**DIRECTIONS FOR THIS TASK:**
In the records below, take the line containing "One point marks each instance of the hole" and reproduce it and every subsequent line exactly, adding nothing.

Photo-based referring expression data
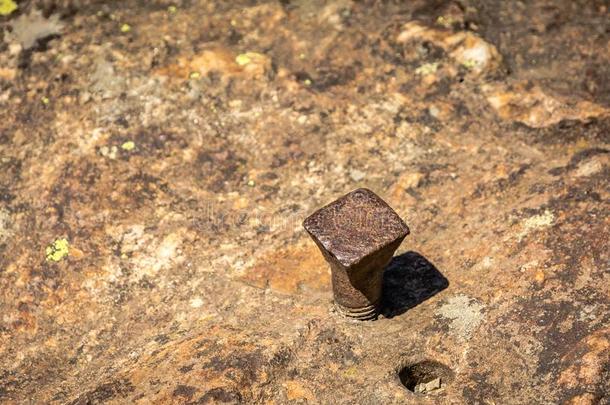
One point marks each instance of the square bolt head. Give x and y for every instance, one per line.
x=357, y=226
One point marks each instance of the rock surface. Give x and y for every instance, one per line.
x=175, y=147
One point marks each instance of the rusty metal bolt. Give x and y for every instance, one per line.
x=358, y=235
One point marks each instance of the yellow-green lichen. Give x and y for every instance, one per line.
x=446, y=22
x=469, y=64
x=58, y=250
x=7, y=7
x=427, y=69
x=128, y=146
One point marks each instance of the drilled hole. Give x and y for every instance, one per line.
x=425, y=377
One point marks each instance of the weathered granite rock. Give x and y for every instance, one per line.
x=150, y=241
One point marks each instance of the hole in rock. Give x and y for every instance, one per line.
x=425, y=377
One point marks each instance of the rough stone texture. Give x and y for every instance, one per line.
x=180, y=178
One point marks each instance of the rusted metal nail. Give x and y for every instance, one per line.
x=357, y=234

**TASK ANSWER:**
One point marks each instance of the hole in rock. Give x and y for every instance, one per line.
x=425, y=377
One point marks each instance of the rough stone texture. Give x and y for every instance, one per line.
x=180, y=178
One point marks each instance of the rusted metal nail. Give x and y for every instance, one per line.
x=357, y=234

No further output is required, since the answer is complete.